Exercise instructions
Read the records below. Copy each line where the string "region" occurs.

Provided material

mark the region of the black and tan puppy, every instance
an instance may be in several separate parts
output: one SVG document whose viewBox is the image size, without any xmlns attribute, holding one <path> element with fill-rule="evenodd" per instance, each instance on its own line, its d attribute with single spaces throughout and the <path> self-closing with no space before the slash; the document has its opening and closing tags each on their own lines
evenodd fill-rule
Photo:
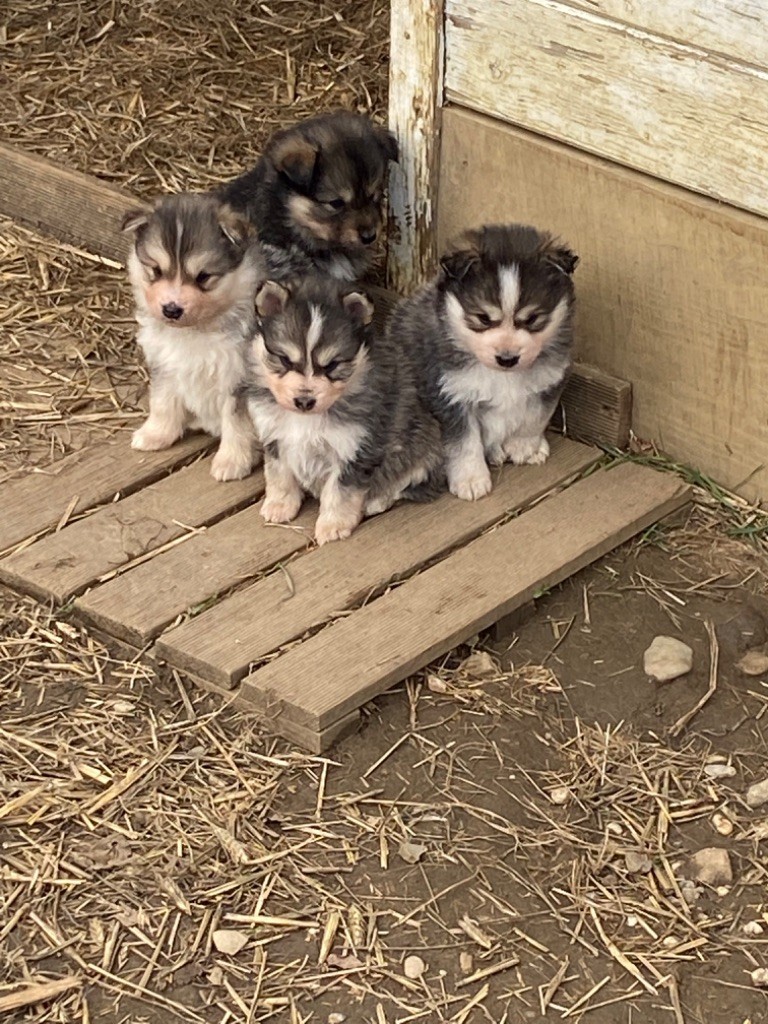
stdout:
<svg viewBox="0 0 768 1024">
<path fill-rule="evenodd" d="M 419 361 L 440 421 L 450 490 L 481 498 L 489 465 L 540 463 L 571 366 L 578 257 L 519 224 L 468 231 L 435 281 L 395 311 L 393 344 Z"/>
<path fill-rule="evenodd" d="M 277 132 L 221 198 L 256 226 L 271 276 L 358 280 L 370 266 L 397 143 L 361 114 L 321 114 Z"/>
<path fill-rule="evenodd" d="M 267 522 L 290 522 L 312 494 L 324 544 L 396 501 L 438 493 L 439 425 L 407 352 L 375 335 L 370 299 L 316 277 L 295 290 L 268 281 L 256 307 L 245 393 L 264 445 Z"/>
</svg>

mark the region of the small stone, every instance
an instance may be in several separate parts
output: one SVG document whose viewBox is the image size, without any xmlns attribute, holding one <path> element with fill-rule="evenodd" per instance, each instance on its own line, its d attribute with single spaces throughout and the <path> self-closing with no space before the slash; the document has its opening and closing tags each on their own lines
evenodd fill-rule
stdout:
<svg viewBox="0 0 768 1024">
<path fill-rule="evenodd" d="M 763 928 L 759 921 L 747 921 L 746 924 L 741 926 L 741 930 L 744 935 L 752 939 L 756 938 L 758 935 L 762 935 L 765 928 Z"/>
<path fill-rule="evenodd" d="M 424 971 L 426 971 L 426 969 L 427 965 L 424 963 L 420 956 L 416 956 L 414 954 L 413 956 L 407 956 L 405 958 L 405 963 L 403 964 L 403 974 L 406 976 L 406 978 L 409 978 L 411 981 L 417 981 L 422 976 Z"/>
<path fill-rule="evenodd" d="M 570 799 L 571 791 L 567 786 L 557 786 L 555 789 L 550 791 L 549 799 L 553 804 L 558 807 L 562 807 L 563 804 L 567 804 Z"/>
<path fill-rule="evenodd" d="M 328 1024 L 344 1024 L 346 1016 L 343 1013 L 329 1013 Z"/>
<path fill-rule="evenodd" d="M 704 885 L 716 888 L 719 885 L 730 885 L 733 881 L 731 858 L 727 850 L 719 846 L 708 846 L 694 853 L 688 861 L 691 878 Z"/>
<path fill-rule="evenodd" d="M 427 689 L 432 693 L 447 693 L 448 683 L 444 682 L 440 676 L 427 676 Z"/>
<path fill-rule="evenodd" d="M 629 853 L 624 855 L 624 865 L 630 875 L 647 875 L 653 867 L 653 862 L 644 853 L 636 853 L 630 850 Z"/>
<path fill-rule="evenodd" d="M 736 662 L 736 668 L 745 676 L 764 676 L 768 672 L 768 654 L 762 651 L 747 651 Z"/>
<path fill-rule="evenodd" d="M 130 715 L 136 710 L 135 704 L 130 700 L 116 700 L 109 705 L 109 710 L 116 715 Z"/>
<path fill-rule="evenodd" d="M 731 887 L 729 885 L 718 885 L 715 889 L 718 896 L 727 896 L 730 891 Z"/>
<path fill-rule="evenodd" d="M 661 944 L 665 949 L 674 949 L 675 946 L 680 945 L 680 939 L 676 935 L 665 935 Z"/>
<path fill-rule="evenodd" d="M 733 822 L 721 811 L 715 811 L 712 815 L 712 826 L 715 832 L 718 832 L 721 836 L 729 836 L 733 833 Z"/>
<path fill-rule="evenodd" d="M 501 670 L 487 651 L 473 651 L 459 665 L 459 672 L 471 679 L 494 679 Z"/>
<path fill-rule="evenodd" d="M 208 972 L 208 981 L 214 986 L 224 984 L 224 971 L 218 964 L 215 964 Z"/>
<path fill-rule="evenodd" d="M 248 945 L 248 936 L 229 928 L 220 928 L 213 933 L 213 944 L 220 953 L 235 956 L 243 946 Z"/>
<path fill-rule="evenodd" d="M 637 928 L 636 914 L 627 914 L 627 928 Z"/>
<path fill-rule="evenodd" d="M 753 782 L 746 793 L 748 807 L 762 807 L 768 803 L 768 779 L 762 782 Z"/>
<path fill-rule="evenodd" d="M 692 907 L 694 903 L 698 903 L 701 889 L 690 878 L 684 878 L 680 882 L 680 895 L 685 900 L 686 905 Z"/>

Result of the task
mark the region of the black and tan puppy, every instance
mark the region of the small stone, every instance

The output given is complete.